Article:
********

Are Joe Biden and Donald Trump mentally incapable of being president, or is it something more?

By Jack FaulknerPublished 2 months ago 4 min read
photo by Gage Skidmore

Last week, Mitt Romney dropped the bombshell that everyone saw coming.

The former Massachusetts governor and Republican presidential nominee announced he would not seek re-election to the United States Senate as the junior senator from Utah, citing his age as the overriding factor in his decision.

I have spent my last 25 years in public service of one kind or another,” he said.

At the end of another term, I’d be in my mid-eighties. Frankly, it’s time for a new generation of leaders. They’re the ones that need to make the decisions that will shape the world they will be living in.

We face critical challenges — mounting national debt, climate change, and the ambitious authoritarians of Russia and China. Neither President Biden nor former President Trump are leading their party to confront them. On the deficits and debt, both men refuse to address entitlements even though they represent two thirds of federal spending. Donald Trump calls global warming a hoax and President Biden offers feel-good solutions that will make no difference to the global climate. On China, President Biden underinvests in the military and President Trump underinvests in our alliances. Political motivations too often impede the solutions that these challenges demand. The next generation of leaders must take America to the next stage of global leadership.

********

Data lines:
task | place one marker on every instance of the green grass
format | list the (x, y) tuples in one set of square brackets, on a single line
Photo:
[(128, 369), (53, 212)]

********

Aim of the task:
According to the article, what did Mitt Romney cite as the overriding factor in his decision not to seek re-election to the Senate? The data stands apart from the article and is separate material.

Reply to the task:
He cited his age.